### CONSIGNE DONNÉE 1:
Réécrivez plus brièvement le paragraphe du texte sur l'expression « se sucrer la gaufre » qui commence par « Le petit peuple de France », en gardant ses faits principaux.
### CONSIGNE DONNÉE 2:
Reprenez le texte sur l'expression « se sucrer la gaufre » et poursuivez-le à partir de sa dernière phrase.

[sø sykʁe la gofʁ] (ÉLÉG. MAQUILL.)
C‘est sous le règne du numéroté quatorze des rois de France, Louis alias Soleil, que le maquillage acquiert ses lettres de noblesse. Il faut dire qu’à la cour on s’emperruque, on se poudre, on se rougit les joues et on se colle une mouche pour mieux charmer qui de droit. Qu’on soit homme, femme, curé, on se tartine le minois.
Le petit peuple de France qui n’accède pas à de telles pratiques de mise en élégance (il bosse, lui) se contente d’observer. Et il a tôt fait, malin qu’il est, de se gausser du geste précieux du poudré. Il appelle ça se sucrer la gaufre, tant la souplesse du poignet et l’auguste geste pomponnant rappellent celui du saupoudrage de sucre sur la gaufre qu’il s’envoie alors quasi quotidiennement¹.
Souplesse du poignet et auguste geste pomponnant
N’aimant rien plus que moquer les puissants, ce goguenard va faire un succès linguistique de se sucrer la gaufre, bien aidé par la propension versaillaise à se maquiller comme une voiture volée pour plaire à Louis-Dieudonné ou à Mazarin (voire à la marquise de Montespan ou à madame de Maintenon) et glaner quelques faveurs.

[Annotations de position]
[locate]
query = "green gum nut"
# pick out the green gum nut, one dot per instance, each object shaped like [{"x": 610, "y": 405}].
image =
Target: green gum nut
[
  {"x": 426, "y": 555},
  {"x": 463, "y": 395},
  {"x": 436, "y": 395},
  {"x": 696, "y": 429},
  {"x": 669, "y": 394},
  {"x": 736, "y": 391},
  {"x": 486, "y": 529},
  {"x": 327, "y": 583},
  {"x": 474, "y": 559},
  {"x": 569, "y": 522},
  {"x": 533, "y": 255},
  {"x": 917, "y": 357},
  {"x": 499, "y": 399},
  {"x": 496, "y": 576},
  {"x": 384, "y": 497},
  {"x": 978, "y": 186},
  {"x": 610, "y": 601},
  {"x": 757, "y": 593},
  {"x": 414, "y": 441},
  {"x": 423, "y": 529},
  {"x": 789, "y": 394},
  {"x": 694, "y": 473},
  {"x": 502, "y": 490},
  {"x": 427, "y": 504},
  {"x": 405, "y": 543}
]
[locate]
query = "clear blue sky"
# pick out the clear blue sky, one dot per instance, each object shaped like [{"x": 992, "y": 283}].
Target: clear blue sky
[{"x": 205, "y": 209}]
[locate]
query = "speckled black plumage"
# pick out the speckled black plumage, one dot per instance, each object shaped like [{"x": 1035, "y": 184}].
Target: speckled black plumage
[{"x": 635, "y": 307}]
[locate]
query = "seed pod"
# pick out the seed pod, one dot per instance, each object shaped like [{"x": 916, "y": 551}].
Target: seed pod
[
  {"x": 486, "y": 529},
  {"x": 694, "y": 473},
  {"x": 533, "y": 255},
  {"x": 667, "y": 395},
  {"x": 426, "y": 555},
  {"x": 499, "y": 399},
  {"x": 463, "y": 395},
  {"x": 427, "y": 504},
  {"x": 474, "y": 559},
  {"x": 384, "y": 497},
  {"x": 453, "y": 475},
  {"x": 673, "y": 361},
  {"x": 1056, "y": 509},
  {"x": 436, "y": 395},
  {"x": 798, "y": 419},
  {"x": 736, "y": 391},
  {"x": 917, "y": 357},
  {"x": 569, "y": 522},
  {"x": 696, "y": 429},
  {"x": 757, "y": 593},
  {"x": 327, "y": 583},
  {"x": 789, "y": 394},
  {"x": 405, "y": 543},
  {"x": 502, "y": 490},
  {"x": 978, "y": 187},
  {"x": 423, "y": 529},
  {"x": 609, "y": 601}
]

### RÉSULTAT 1:
Le petit peuple, qui travaille et n'a pas accès à ces pratiques d'élégance, se contente d'observer et se moque vite du geste précieux des poudrés. Il l'appelle « se sucrer la gaufre », car la souplesse du poignet rappelle le saupoudrage de sucre sur la gaufre qu'il mange alors presque tous les jours.

### RÉSULTAT 2:
Déambuler en galerie des Glaces exige en effet de se sucrer la gaufre régulièrement et il est préférable de se repoudrer le nez quand on revient du cabinet d’aisance public ou qu’on est plus simplement allé voir Bernard derrière une porte ou une tenture². Le teint diaphane est à la mode et quoi de mieux qu’un petit apprêt cosmétique pour cacher un malheureux bronzage qui ferait passer pour un gueux des campagnes. Ainsi, quasiment jusqu’à l’invention des congés payés permettant d’aller se faire oisivement dorer la pilule sur la plage tout en étant rémunéré, la peau blanche demeurera-t-elle la marque du bon goût.
Se sucrer la gaufre perdra de son influence avec le bronzing puis disparaîtra totalement lorsque les forces de la mercatique décideront d’arrêter de déconner avec un marché de 45 milliards d’euros. Quand on pèse autant de grisbi on se oint de sérum anti-âge, on régénère sa peau en un geste beauté, on se repulpe le derme à la crème miracle, tout ça parce qu’on le vaut bien, mais on ne se sucre pas la gaufre, bordel !
¹Au XIVe siècle déjà, le Ménagier de Paris propose pas moins de quatre recettes de gaufre.
²Eh oui c’est ainsi à l’époque.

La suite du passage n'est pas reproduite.